::: Document passage
Sources External Applicant Guide (Personnel Cabinet) · the hiring-preference statute · KyVets employment resources
Other: burial, veteran business
What it is: a state business certification for service-disabled veteran owners, five state veterans cemeteries, and free accredited claims help.
- Service-Disabled Veteran-Owned Small Business (SDVOSB) certification: administered by the Finance and Administration Cabinet's Office of Equal Employment Opportunity and Contract Compliance. It certifies businesses that are at least 51% owned and controlled by a veteran with a service-connected disability who served on active duty and separated under honorable or general conditions. Certification is free and lasts three years, and it helps you compete for state (and some other states') contracting work. Contact: 200 Mero Street, 5th Floor, Frankfort, KY 40622; 502-564-2874; [email protected].
- State veterans cemeteries: Kentucky operates five state veterans cemeteries (Hopkinsville, Radcliff, Williamstown, Greenup, and Hyden), placing one within about 75 miles of every Kentucky veteran. Burial benefits include a gravesite, opening and closing of the grave, perpetual care, a government headstone or marker, a burial flag, and a Presidential Memorial Certificate — at no cost to the family. You do not have to be a Kentucky resident to be eligible.
- Free accredited claims help: KDVA staffs fully accredited, full-time Veterans Service Officers who help veterans, dependents, and survivors obtain federal and state benefits — including through a Board of Veterans' Appeals — at no charge.
- If you own or want to start a business, review the SDVOSB program page and apply (free, valid three years).
- For burial, contact the nearest of the five state veterans cemeteries to confirm eligibility and pre-register.
::::::
::: Dataset entries
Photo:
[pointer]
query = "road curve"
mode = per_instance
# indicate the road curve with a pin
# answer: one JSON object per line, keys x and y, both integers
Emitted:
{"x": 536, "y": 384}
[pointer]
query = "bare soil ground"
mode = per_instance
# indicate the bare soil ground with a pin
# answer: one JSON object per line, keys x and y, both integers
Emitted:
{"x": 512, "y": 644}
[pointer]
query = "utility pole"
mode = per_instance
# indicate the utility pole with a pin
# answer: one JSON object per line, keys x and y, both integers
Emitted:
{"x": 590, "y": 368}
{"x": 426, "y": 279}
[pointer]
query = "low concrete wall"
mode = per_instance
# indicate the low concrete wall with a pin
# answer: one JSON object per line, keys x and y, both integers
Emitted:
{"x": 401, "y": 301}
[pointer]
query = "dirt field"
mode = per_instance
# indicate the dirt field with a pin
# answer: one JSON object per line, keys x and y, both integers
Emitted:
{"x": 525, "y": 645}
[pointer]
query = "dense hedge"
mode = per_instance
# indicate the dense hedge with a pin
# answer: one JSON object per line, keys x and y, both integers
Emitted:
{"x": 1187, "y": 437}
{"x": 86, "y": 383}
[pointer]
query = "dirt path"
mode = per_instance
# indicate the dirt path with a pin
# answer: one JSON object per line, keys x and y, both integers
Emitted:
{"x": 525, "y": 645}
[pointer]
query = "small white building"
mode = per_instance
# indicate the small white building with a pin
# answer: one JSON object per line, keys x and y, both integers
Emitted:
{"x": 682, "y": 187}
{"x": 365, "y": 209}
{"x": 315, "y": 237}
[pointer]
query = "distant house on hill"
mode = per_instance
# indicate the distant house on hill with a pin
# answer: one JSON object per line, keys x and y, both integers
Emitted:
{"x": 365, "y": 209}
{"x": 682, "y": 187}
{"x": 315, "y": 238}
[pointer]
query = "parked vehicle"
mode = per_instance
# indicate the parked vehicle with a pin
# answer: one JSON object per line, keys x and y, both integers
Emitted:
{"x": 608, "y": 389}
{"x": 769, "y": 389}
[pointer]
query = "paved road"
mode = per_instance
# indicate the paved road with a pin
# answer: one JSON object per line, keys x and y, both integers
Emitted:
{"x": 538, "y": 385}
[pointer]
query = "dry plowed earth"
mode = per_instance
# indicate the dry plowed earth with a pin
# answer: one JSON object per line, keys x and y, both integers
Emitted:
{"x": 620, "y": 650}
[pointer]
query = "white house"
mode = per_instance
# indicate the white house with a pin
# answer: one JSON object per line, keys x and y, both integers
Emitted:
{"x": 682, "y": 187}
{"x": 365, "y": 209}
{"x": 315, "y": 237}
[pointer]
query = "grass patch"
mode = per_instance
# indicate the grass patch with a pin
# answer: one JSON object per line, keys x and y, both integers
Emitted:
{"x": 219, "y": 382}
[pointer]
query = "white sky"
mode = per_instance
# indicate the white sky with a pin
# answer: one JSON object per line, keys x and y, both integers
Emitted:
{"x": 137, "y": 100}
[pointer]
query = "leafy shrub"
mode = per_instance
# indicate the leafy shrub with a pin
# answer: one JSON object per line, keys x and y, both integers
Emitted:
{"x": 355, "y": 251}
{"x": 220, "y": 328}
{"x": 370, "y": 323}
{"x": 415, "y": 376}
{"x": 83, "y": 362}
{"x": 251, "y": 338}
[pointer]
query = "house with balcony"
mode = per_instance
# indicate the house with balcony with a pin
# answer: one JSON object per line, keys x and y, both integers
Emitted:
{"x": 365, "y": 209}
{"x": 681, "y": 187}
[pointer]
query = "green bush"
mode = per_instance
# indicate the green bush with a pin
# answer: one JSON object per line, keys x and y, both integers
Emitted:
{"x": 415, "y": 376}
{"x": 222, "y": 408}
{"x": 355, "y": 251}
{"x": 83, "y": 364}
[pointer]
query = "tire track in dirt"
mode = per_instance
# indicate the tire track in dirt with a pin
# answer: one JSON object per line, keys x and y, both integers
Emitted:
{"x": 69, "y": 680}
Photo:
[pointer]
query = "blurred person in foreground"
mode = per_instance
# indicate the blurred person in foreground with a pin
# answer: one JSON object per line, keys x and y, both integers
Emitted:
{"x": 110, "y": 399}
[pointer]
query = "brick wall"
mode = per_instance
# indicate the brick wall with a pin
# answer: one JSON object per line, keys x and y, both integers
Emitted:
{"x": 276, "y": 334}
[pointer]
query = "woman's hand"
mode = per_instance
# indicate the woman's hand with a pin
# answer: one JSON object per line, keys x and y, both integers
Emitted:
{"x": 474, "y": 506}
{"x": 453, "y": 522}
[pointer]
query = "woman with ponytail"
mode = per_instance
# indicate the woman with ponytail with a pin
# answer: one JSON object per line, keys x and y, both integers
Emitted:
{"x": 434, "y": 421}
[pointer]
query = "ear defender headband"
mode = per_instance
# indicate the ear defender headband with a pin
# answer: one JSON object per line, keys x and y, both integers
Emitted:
::::::
## [Tasks and exercises]
**a.** In the Kentucky veteran benefits passage, how long does SDVOSB certification remain valid?
**b.** Carry the Kentucky veteran benefits passage forward from its final line.

## [Answers to the problems]
**a.** Three years.

**b.**
- For anything tied to your VA rating, use a free KDVA accredited officer — never a paid company.
Sources SDVOSB certification program · state veterans cemeteries · KDVA veterans benefits
Who to call
The Kentucky Department of Veterans Affairs (KDVA) is your single front door for the state programs above and for a free accredited officer to help with a VA claim, a rating, or an appeal.
- Website: veterans.ky.gov
- Main line: 502-564-9203 (confirm the current number and ask for the office nearest you at the KDVA benefits page)
- Property tax questions: your county Property Valuation Administrator (PVA) (they administer the exemption) and the Kentucky Dept. of Revenue homestead page
- In crisis: the Veterans Crisis Line — dial 988 then press 1, or text 838255
- Anything tied to your actual VA rating — filing a new claim, appealing, or arguing for a higher percentage — goes to a free accredited VSO. Use a KDVA officer (start at veterans.ky.gov) or find one at VA.gov. Never pay a private company for basic claims help.
- State-program questions (property tax, plates, parks, hunting/fishing, tuition, veterans centers, hiring, business) go to the specific office linked in that section, or start at veterans.ky.gov.